World
Takeaways from AP's report on euthanasia, doctors and ethics in Canada
TORONTO (AP) — Canada has arguably the world’s most permissive system of euthanasia — the practice of doctors and nurse practitioners killing patients with an injection of drugs at their request. Canada allows euthanasia for people who aren’t terminally ill but are suffering unmanageable pain.
As Canada pushes to expand euthanasia and more countries move to legalize it, health care workers here are grappling with requests from people whose pain might be alleviated by money, adequate housing or social connections. And internal data obtained exclusively by The Associated Press from Canada’s most populous province suggest a significant number of people euthanized when they are in unmanageable pain but not about to die live in Ontario’s poorest areas.
Here’s a look at the main takeaways from an AP investigation into euthanasia in Canada, commonly known there as medical assistance in dying, or MAiD.
Some doctors fear providing euthanasia, even in legal cases
Canada allows euthanasia for people with “irremediable suffering” from serious but nonfatal medical conditions and disabilities.
After euthanasia was legalized in 2016, doctors and nurses set up email discussion groups as confidential forums to discuss potentially troubling cases, with limited patient details. They’re now run by the Canadian Association of MAiD Assessors and Providers, an educational and research organization.
Dozens of messages provided to the AP by a participant in the forums — on condition of anonymity, due to the confidential nature of the messages and cases — show a fraught process where medical professionals test the limits of what conditions warrant euthanasia.
In one case, a middle-aged worker whose ankle and back injuries made him unable to resume his previous job told his doctor the government’s measly support was “leaving (him) with no choice but to pursue MAiD.” His doctor told forum participants the patient met legal criteria, with severe pain, strained social relationships and inability to work.

> DATA SUPPLIED:

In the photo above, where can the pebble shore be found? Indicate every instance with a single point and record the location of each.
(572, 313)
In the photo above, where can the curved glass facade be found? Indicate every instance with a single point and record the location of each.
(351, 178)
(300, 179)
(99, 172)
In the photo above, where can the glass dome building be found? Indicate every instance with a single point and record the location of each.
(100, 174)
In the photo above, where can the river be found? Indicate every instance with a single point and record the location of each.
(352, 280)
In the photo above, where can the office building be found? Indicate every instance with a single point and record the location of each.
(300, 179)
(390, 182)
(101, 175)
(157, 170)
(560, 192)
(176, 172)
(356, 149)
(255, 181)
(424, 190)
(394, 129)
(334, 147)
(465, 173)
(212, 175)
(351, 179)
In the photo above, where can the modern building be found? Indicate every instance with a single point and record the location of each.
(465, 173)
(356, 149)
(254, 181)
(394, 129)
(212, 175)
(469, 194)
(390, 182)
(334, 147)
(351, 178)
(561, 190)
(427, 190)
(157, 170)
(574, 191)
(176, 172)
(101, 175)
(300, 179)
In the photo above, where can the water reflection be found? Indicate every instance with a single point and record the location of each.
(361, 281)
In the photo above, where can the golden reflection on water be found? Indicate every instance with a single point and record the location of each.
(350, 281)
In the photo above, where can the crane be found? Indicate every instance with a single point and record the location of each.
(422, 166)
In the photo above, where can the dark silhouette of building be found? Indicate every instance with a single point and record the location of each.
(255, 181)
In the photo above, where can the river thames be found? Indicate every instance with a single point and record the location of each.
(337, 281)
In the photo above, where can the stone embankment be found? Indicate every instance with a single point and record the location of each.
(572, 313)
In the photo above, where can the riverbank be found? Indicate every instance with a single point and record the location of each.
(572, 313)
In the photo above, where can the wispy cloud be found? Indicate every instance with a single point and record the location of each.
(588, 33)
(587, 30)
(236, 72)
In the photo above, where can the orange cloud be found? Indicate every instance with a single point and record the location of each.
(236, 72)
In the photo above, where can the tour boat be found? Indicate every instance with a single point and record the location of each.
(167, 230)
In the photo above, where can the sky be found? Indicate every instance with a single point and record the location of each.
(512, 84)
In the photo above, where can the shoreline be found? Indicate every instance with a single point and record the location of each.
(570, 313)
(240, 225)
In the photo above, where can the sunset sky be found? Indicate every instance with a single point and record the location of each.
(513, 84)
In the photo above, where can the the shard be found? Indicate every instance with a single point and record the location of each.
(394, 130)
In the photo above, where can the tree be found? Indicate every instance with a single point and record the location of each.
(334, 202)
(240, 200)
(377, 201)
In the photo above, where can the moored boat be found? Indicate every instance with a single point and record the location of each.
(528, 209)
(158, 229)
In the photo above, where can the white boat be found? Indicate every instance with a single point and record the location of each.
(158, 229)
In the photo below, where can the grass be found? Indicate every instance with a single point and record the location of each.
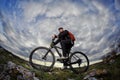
(57, 74)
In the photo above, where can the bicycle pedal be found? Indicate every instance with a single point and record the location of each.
(60, 60)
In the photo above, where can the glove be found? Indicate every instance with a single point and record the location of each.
(52, 45)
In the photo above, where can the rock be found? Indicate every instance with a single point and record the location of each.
(11, 65)
(17, 71)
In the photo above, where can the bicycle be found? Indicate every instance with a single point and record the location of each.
(42, 58)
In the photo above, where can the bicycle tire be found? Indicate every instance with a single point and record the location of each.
(78, 56)
(40, 66)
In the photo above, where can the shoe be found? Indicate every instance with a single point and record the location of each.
(62, 58)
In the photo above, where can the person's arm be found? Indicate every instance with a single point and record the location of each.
(57, 41)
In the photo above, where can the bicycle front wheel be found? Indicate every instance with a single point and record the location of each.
(79, 62)
(39, 61)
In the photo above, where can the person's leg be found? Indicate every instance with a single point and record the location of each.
(66, 47)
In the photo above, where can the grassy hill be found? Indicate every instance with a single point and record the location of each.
(113, 69)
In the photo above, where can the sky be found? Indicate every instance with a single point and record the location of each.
(27, 24)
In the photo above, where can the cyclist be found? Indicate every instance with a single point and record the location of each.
(66, 43)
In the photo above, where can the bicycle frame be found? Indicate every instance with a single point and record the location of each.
(56, 48)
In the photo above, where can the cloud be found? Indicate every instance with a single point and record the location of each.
(90, 21)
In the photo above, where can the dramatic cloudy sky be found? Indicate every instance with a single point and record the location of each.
(26, 24)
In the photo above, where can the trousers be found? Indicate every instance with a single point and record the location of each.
(66, 47)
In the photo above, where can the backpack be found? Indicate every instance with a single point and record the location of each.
(72, 37)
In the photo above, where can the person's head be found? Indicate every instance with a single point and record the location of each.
(60, 29)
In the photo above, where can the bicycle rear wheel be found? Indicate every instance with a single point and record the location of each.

> EXERCISE DETAILS:
Write the next part of the AP report on euthanasia in Canada, starting right after its final sentence. The listing comes from a source unrelated to the AP report on euthanasia in Canada.

> WRITTEN ANSWER:
Others agreed, but the doctor hesitated because the man cited reduced government payments as a key factor — and the doctor noted fear of being portrayed in the media as having euthanized someone “in a case where services were inadequate.”
Case of homeless people spark debate
Cases of homelessness appear regularly on the private forums.
One doctor wrote that although his patient had a serious lung disease, his suffering was “mostly because he is homeless, in debt and cannot tolerate the idea of (long-term care) of any kind.” A respondent questioned whether the fear of living in a nursing home was truly intolerable. Another said the prospect of “looking at the wall or ceiling waiting to be fed … to have diapers changed” was sufficiently painful.
One provider said any suggestion they should provide patients with better housing options before offering euthanasia “seems simply unrealistic and hence, cruel,” amid a national housing crisis.
Data suggest marginalized people are affected
Government officials have largely refuted the idea that socially disadvantaged people are being euthanized.
But in Ontario, more than three-quarters of people euthanized when their death wasn’t imminent required disability support before their death in 2023, according to data from a slideshow presentation by the province’s chief coroner, shared with AP by both a researcher and a doctor on condition of anonymity due to its sensitive nature.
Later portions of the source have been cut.